*** Opening of AVAILABLE RECORDS ***
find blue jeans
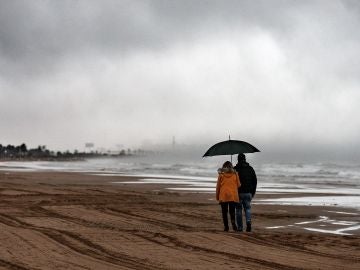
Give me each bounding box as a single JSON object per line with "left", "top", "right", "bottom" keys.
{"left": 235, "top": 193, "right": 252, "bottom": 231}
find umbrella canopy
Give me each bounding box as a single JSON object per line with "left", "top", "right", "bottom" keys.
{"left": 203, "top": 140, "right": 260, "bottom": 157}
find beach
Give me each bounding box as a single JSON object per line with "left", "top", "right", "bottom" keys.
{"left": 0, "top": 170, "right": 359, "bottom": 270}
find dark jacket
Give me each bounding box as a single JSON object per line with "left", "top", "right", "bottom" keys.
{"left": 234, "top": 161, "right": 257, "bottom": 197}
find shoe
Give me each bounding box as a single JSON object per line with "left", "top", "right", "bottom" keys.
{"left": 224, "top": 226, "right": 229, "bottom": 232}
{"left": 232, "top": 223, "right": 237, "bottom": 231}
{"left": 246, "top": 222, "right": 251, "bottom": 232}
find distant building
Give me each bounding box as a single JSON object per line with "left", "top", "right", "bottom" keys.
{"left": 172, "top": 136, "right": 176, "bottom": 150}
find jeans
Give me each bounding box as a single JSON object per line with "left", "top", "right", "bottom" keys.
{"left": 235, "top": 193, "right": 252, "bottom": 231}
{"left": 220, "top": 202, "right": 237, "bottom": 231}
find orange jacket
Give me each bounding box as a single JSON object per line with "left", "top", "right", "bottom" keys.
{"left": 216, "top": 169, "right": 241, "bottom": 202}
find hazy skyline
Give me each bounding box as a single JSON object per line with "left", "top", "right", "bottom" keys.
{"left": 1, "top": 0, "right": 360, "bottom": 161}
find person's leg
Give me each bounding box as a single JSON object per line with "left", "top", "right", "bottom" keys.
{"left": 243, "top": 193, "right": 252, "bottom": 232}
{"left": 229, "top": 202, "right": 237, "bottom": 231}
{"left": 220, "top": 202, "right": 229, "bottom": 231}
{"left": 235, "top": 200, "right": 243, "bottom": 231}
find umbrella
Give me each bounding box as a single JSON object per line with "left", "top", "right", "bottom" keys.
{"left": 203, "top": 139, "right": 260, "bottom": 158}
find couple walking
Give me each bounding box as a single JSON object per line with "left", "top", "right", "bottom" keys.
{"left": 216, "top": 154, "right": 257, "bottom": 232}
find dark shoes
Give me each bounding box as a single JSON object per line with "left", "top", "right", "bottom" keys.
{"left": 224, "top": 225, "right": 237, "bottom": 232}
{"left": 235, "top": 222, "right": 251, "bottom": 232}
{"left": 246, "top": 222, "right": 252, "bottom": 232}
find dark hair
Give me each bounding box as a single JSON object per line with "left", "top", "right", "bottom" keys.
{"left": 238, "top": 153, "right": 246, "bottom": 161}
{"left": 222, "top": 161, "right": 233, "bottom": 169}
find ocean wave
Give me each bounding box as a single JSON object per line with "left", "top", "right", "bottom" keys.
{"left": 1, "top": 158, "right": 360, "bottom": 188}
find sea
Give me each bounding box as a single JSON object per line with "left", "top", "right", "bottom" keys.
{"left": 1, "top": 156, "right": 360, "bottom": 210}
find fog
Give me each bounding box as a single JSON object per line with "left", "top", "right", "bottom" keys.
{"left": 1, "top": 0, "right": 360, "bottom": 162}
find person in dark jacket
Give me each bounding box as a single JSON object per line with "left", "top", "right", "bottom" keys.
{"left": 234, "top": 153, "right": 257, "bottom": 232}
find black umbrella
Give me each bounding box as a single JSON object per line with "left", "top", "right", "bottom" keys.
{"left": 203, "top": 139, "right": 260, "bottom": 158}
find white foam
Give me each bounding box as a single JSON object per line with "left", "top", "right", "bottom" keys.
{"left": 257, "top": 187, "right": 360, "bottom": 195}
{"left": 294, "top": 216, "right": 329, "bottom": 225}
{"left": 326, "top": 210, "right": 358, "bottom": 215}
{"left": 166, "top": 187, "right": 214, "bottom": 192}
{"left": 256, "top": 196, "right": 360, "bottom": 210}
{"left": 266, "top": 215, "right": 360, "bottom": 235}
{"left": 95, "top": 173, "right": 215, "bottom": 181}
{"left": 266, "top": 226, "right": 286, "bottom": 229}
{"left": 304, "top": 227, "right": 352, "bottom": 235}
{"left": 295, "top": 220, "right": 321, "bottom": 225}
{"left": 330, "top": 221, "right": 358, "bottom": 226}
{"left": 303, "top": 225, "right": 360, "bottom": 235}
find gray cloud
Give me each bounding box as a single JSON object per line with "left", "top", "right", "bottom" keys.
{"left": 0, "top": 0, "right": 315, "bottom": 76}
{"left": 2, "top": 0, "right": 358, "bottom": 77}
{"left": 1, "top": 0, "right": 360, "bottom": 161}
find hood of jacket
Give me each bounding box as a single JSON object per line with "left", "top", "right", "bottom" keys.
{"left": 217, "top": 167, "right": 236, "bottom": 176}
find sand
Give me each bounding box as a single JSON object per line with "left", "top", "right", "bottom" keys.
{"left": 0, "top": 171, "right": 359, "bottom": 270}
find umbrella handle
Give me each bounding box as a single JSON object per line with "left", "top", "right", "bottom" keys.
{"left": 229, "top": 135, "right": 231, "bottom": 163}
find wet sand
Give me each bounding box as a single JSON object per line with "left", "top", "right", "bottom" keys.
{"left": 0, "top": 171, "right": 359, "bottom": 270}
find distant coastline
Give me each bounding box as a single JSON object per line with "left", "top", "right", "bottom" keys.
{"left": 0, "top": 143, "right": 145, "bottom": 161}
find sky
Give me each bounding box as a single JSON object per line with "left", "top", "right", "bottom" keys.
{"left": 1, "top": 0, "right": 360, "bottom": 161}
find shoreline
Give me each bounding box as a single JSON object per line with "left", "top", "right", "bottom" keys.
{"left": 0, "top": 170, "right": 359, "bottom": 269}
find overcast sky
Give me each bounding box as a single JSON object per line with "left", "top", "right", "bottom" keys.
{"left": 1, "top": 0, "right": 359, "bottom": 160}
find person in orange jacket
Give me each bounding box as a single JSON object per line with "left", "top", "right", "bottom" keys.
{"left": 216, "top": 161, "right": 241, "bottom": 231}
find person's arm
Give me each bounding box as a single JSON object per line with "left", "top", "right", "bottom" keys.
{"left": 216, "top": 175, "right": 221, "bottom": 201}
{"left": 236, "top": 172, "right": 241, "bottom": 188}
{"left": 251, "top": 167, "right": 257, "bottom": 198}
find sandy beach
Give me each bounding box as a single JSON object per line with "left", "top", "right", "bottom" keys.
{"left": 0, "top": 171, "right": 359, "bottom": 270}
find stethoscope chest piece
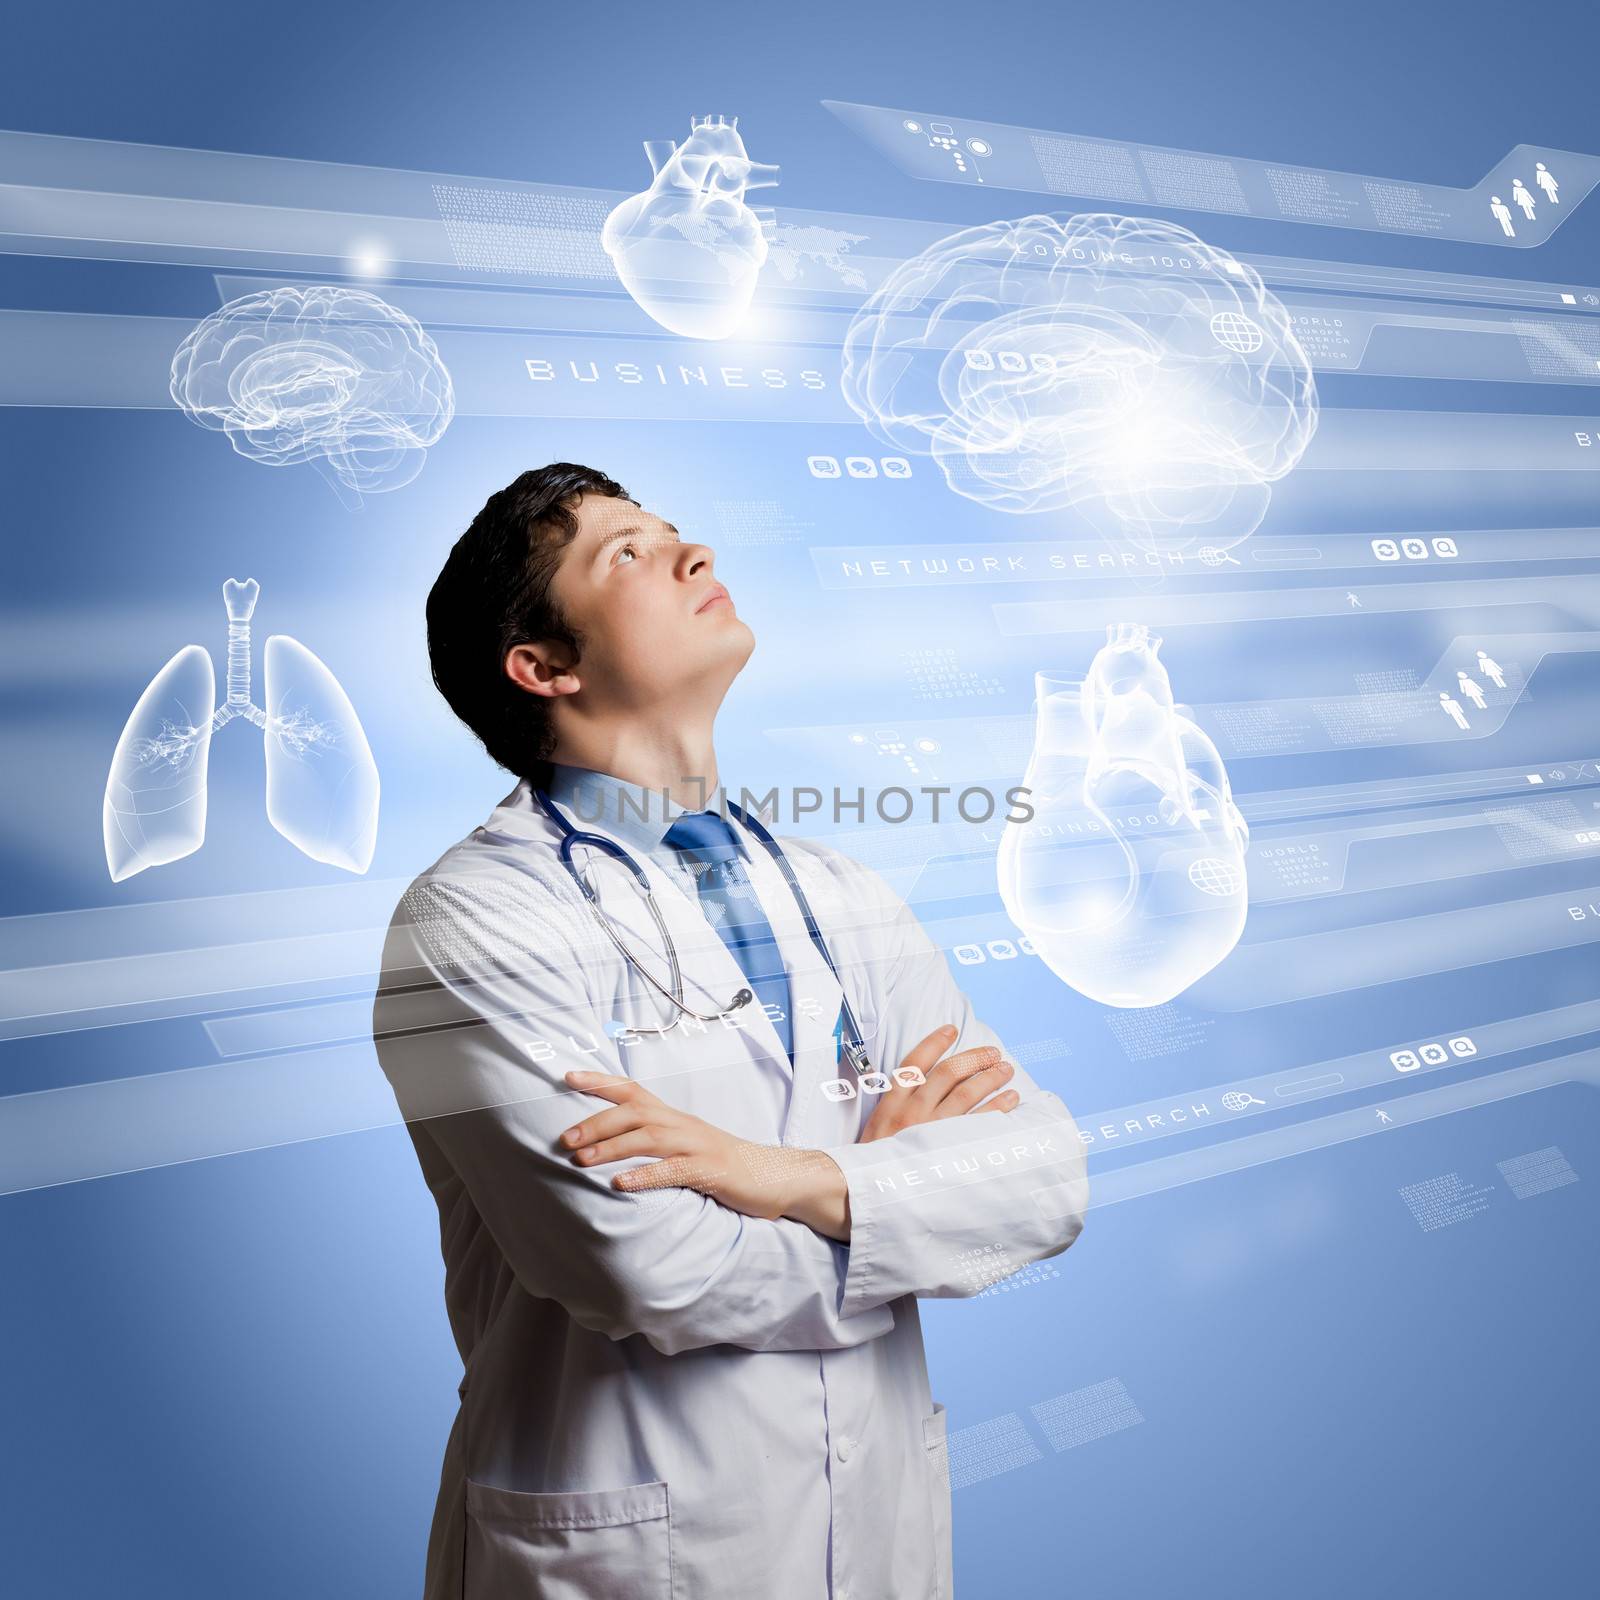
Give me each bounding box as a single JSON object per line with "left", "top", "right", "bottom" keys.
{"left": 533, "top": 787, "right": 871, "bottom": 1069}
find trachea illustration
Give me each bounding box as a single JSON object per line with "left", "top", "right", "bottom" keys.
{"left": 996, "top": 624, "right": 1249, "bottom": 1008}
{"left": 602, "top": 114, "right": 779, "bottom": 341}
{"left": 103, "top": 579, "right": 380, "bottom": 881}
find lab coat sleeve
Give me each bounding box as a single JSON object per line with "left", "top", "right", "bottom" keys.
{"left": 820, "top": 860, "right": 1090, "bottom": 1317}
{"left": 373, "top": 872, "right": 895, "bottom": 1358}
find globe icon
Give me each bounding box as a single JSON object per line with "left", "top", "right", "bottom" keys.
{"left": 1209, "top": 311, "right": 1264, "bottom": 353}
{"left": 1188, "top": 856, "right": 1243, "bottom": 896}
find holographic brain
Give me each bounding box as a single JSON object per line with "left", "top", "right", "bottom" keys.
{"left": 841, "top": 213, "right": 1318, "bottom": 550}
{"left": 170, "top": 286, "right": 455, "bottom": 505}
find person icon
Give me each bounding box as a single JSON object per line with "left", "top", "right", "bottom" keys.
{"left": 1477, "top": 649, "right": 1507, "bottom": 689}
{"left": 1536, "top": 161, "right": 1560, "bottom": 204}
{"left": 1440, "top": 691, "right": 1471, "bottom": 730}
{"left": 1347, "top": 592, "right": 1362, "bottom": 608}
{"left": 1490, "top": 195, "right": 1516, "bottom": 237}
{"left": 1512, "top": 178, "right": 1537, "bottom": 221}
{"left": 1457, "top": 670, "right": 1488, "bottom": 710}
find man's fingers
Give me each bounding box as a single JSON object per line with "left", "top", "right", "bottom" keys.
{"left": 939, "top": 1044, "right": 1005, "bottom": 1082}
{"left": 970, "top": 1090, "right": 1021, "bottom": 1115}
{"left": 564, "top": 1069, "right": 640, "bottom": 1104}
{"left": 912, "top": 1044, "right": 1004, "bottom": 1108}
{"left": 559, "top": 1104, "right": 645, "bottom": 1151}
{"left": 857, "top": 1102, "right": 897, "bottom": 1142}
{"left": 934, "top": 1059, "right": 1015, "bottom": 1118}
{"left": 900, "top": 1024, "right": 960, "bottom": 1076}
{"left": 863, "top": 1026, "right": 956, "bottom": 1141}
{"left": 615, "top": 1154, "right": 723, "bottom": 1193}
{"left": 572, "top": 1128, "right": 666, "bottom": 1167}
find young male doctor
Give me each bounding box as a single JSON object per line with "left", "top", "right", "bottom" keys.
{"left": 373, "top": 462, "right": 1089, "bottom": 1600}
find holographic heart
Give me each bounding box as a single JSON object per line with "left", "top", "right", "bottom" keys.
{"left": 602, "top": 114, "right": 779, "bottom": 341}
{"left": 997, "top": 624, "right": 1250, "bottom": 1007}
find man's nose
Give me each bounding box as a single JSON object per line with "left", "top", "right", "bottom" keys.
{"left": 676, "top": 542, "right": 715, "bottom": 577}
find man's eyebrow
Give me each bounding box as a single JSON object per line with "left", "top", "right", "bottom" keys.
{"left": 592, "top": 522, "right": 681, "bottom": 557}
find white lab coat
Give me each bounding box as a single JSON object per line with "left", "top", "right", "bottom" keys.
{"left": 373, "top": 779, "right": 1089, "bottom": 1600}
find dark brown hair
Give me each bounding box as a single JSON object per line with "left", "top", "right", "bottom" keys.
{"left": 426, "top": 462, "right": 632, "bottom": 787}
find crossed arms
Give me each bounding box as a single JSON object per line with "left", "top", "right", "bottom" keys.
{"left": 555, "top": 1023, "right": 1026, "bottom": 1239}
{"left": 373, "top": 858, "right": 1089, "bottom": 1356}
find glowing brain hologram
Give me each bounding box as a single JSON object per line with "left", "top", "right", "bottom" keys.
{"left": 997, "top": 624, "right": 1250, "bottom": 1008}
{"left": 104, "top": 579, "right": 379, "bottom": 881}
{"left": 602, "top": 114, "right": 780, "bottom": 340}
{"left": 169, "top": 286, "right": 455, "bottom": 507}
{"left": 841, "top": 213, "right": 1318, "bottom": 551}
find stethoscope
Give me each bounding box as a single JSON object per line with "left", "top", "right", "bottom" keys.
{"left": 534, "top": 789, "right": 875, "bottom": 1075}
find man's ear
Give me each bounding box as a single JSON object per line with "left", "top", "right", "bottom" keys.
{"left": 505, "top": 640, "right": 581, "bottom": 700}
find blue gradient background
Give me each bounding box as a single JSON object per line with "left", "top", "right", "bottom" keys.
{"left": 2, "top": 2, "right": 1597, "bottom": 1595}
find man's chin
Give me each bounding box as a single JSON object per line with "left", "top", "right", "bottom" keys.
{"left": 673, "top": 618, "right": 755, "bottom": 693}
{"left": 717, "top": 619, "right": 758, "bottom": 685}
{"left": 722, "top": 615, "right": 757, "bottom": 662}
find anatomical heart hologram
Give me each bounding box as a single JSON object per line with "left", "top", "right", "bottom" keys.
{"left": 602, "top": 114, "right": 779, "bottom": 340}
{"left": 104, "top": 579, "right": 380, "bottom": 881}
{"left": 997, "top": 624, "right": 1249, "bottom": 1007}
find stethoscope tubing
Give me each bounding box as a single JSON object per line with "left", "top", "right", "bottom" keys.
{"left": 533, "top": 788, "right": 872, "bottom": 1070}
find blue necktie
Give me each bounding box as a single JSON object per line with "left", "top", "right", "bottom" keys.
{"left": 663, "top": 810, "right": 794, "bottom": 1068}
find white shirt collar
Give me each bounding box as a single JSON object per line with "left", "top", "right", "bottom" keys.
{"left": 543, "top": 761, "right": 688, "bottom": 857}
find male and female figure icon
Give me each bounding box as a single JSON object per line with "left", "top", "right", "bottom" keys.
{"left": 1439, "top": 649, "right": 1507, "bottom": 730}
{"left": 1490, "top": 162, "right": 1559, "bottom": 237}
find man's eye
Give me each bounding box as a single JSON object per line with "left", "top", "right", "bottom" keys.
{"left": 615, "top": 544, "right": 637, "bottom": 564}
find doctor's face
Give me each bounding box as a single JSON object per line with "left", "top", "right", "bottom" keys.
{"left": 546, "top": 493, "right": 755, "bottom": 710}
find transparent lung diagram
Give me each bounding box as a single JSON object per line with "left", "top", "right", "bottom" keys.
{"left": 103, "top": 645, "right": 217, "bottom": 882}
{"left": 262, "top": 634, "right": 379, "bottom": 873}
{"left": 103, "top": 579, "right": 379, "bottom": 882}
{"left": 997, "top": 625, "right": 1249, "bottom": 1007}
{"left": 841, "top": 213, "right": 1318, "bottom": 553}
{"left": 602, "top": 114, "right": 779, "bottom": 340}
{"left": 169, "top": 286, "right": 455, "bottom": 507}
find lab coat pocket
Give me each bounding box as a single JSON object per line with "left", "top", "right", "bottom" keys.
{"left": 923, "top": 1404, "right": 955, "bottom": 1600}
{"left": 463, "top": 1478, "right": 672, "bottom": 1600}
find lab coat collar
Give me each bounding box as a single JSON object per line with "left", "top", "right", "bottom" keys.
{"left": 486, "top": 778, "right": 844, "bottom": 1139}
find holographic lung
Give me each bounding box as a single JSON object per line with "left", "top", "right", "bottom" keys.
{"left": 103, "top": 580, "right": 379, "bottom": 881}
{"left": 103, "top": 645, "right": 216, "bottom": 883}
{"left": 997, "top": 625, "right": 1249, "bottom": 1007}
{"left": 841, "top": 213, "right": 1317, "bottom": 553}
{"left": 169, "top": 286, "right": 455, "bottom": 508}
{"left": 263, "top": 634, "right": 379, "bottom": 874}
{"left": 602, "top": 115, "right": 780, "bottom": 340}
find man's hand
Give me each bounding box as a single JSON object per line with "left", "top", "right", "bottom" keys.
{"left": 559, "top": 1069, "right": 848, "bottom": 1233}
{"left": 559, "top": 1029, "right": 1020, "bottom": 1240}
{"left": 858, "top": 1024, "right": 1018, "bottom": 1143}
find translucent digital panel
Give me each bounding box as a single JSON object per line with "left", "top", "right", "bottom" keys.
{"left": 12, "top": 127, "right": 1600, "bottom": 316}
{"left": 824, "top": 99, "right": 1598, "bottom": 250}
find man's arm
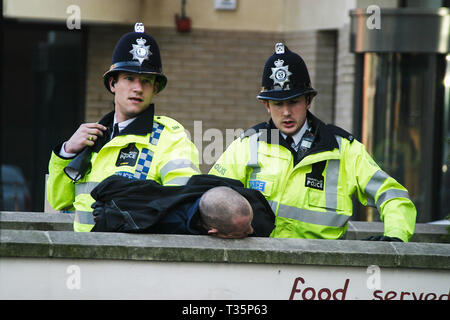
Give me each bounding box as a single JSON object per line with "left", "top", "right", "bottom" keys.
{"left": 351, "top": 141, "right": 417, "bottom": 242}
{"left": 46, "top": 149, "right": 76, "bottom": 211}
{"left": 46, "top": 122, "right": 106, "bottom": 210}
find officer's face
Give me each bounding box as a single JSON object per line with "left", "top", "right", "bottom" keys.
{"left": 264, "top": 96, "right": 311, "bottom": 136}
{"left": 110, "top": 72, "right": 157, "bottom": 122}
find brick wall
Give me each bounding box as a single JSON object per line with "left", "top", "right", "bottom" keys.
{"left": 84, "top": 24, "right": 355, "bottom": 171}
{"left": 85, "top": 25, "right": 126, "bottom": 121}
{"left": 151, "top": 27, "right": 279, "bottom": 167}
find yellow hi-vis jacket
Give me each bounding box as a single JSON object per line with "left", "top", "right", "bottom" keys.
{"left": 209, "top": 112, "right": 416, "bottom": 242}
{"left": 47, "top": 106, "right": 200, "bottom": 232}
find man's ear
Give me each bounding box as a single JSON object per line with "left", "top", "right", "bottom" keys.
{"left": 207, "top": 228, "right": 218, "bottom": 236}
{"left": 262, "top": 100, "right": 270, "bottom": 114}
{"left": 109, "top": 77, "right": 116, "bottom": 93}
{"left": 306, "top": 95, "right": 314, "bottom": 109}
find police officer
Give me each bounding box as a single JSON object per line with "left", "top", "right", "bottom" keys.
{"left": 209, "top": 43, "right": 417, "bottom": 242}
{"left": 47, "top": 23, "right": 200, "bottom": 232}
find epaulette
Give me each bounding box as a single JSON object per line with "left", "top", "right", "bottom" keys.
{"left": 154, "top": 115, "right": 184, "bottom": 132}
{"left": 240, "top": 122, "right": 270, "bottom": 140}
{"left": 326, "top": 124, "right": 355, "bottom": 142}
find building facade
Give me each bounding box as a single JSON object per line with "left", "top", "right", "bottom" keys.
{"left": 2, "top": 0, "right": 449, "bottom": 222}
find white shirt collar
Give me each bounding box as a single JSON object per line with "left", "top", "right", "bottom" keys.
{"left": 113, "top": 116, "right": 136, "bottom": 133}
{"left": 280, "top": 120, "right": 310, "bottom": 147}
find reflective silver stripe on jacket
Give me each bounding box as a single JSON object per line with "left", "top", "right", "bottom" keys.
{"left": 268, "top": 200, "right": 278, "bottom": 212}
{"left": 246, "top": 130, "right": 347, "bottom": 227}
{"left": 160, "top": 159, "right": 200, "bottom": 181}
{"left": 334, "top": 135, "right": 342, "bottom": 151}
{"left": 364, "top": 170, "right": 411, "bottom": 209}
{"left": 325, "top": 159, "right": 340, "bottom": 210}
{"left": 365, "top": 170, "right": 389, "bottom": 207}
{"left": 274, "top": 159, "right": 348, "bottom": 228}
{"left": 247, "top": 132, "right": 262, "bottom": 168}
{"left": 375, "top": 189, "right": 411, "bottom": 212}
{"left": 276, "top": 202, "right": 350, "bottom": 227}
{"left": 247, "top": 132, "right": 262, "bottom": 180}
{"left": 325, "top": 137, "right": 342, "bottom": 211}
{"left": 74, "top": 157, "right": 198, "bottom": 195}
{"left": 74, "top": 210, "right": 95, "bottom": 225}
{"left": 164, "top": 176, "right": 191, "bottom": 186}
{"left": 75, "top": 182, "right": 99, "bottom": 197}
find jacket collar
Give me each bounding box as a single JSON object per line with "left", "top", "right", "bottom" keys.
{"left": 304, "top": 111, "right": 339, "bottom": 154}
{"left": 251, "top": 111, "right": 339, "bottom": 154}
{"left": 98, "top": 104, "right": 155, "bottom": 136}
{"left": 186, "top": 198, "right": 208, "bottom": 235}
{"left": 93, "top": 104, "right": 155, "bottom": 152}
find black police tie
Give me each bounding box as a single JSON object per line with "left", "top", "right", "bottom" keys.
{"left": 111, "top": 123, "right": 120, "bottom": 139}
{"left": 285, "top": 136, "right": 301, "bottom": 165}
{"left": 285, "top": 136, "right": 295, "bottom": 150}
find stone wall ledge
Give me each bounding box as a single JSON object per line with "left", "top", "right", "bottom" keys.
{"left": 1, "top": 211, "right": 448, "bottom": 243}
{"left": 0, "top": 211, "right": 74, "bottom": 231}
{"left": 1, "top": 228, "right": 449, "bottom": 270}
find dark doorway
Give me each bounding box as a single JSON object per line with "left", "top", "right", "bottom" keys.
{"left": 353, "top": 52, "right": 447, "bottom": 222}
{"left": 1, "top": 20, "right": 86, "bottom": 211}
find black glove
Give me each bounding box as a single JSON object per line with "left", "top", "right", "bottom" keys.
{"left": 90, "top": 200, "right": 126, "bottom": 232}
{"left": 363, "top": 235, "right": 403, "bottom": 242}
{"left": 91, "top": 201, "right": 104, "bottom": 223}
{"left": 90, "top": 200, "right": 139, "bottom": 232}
*** Close of AVAILABLE RECORDS ***
» **AIM OF THE EXERCISE**
Exact repeat, pictures omitted: give every line from the top of the records down to and including the line with "find orange jacket".

» **EXERCISE SOLUTION**
find blue jeans
Give me each bounding box as a single JSON object per line with "left", "top", "right", "bottom" keys.
{"left": 235, "top": 193, "right": 252, "bottom": 231}
find umbrella canopy
Give me each bounding box as a single JSON object per line with "left", "top", "right", "bottom" keys.
{"left": 203, "top": 140, "right": 260, "bottom": 157}
find beach
Give me each bounding box as a single JSON object per line with "left", "top", "right", "bottom" keys.
{"left": 0, "top": 170, "right": 359, "bottom": 270}
find dark jacket
Give me each bounding box as a single JSON object per line with "left", "top", "right", "bottom" keys.
{"left": 234, "top": 161, "right": 257, "bottom": 197}
find shoe
Give me each bounding box as a single JSON object per line with "left", "top", "right", "bottom" keys.
{"left": 224, "top": 226, "right": 229, "bottom": 232}
{"left": 232, "top": 223, "right": 237, "bottom": 231}
{"left": 246, "top": 222, "right": 251, "bottom": 232}
find distant building
Give me each bounding box as a single JSON object per line with "left", "top", "right", "bottom" keys.
{"left": 172, "top": 136, "right": 176, "bottom": 150}
find jeans
Give me each bounding box as a single JSON object per line with "left", "top", "right", "bottom" keys.
{"left": 235, "top": 193, "right": 252, "bottom": 231}
{"left": 220, "top": 202, "right": 237, "bottom": 231}
find orange jacket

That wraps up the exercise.